### Testo di studio
....................
In questi anni abbiamo vissuto un’evoluzione dei bisogni: dal consumo di eroina si è passati al “supermarket” delle droghe, comprarle e comprarne di vario tipo è molto più facile

Walter Sabattoli

Il disagio è sempre più complesso: l’abuso di sostanze spesso porta, o è accompagnato, a disturbi alimentari, autolesionismo, fragilità psichica e problemi giudiziari. «Molti dei ragazzi che vengono accolti hanno uno sviluppo neurologico compromesso» ha affermato Simone Feder, psicologo responsabile dell’area dipendenze alla cooperativa Casa del Giovane. Dei ragazzi ospitati, l’89% ha bisogno della presa in carico da un neuropsichiatra, solo il 9% lo ha già prima di entrare. In aumento anche i dipendenti di seconda generazione, ossia figli di persone con problemi di dipendenza. «Abbiamo ospitato ragazzi nati positivi, cioè che già da neonati risultavano positivi alla cocaina. Questo porta a danni irreversibili» ha continuato Feder.


Le sostanze più consumate

Dai dati diffusi dalla Cooperativa Casa del Giovane emerge che la sostanza primaria è la cocaina (49% dei ragazzi ospitati), seguita da cannabinoidi (36%), poi alcool, eroina, psicofarmaci e dipendenza da azzardo. Dalla relazione DPA al Parlamento del 2023, il sequestro e l’uso di cocaina ammonta a 26 tonnellate, contro le 3,5 del 2018. La cannabis rimane al primo posto come sostanza più usata in Italia con 47 tonnellate e una media di 50 dosi al giorno ogni 1000 abitanti. L’età media del consumo si abbassa, con già a 11 anni il primo consumo di cannabinoidi, e contemporaneamente si allarga, con persone in età matura che iniziano per la prima volta a far uso di sostanze.

Il disagio è sempre più complesso: l’abuso di sostanze spesso porta, o è accompagnato, a disturbi alimentari, autolesionismo, fragilità psichica e problemi giudiziari

Dipendenze: era già tutto previsto

Perché il titolo “Dipendenze: era già tutto previsto?” «Il sistema di cura che abbiamo attualmente è fermo a 30 anni fa, è incapace a far fronte alle nuove esigenze. Sono anni oramai che diciamo che la situazione ha un peggioramento progressivo. Il Covid ha dato una fortissima accelerata al consumo di sostanze, il che è tipico delle grandi crisi, è stato così anche dopo il 2008»,ha spiegato Farneti.

C’è una speranza?
....................
### Dati

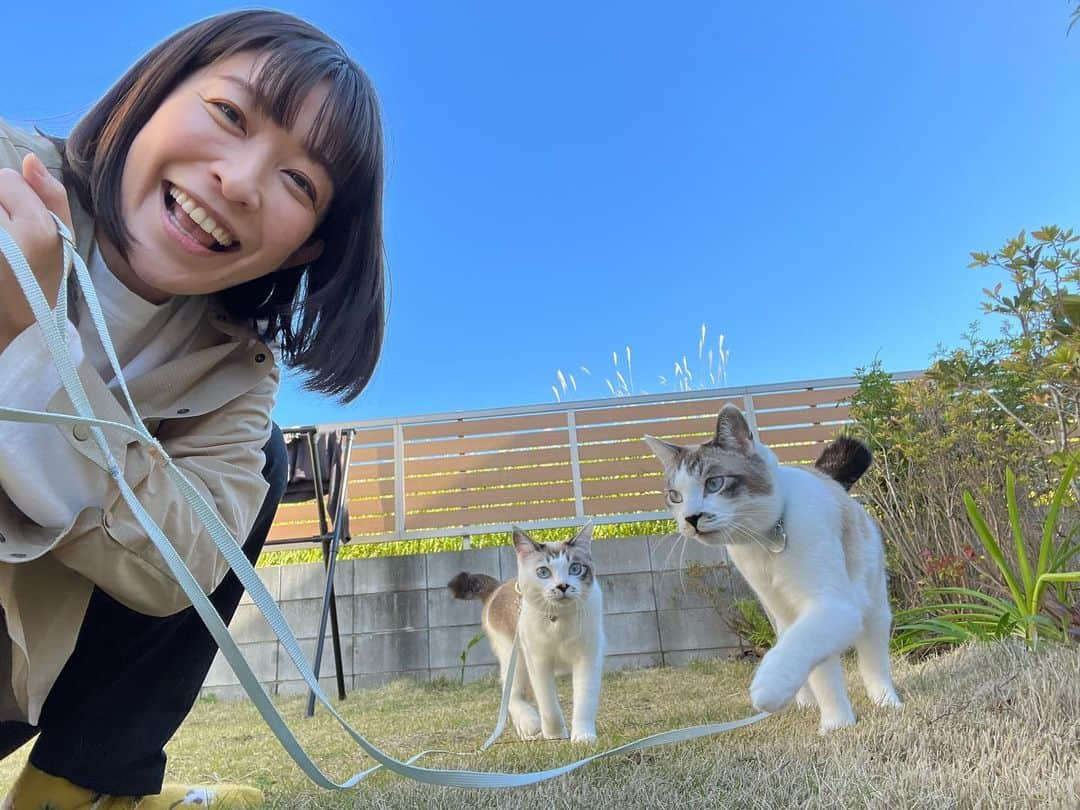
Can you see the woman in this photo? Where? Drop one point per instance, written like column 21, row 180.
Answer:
column 226, row 194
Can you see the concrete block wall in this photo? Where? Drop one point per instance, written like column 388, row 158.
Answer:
column 397, row 619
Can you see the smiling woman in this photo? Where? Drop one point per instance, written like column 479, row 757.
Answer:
column 226, row 194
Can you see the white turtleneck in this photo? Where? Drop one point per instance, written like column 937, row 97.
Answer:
column 40, row 472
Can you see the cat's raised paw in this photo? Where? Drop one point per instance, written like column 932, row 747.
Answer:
column 805, row 699
column 888, row 699
column 771, row 688
column 836, row 721
column 527, row 726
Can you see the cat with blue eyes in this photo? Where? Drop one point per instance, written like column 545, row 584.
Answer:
column 810, row 552
column 556, row 607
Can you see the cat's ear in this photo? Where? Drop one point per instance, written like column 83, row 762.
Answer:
column 732, row 432
column 667, row 453
column 524, row 543
column 583, row 539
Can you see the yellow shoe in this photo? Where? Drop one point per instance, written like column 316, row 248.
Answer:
column 35, row 790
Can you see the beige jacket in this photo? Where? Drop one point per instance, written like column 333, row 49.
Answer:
column 210, row 410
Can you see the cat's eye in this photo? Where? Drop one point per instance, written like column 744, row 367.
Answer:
column 715, row 484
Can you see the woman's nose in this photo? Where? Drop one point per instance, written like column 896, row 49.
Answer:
column 239, row 180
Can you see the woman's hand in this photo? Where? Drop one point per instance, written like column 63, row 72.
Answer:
column 25, row 202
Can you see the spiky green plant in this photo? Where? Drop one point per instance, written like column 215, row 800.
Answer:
column 969, row 615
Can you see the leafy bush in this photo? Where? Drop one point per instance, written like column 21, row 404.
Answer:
column 1039, row 604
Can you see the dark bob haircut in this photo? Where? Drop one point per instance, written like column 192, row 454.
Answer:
column 331, row 314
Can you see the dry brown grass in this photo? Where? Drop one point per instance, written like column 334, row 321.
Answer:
column 985, row 726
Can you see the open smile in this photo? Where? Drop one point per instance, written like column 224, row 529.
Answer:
column 196, row 228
....................
### Consegna 1
Nel testo sulle dipendenze, quale percentuale dei ragazzi ospitati ha la cocaina come sostanza primaria?
### Consegna 2
Ricopia dal testo sulle dipendenze il passo che si apre con le parole contenenti “Perché il titolo” e si chiude con “C’è una speranza?”.
Rispondi basandoti solo sul testo.

### Risultato 1
Il 49%.

### Risultato 2
Perché il titolo “Dipendenze: era già tutto previsto?” «Il sistema di cura che abbiamo attualmente è fermo a 30 anni fa, è incapace a far fronte alle nuove esigenze. Sono anni oramai che diciamo che la situazione ha un peggioramento progressivo. Il Covid ha dato una fortissima accelerata al consumo di sostanze, il che è tipico delle grandi crisi, è stato così anche dopo il 2008»,ha spiegato Farneti.

C’è una speranza?